Exercise description. Output each of the rows below word for word, leaving out the pictures.

[START OF Given entries]

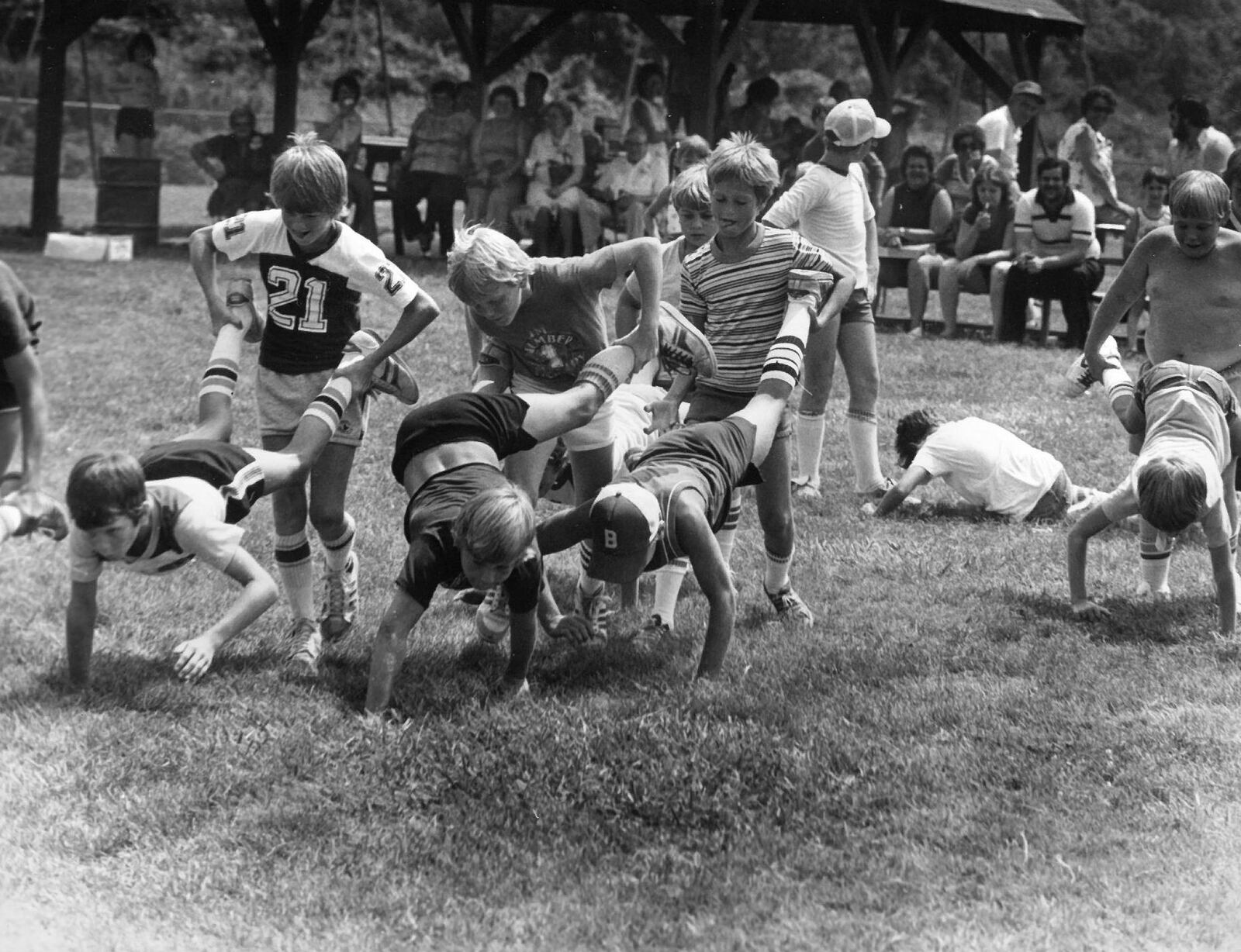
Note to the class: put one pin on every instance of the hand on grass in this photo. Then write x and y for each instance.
(664, 417)
(192, 657)
(572, 629)
(1087, 610)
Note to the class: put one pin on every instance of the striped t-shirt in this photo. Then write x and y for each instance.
(740, 304)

[END OF Given entries]

Output of the task.
Note to the class: put one pin on every instance of the hand on grass in this photo. Then write x and y for each instance.
(664, 417)
(192, 657)
(572, 629)
(1087, 610)
Note to the class: put one pin on every instance of the striped t-shirt in this photo. Then write x and y for each instance.
(740, 304)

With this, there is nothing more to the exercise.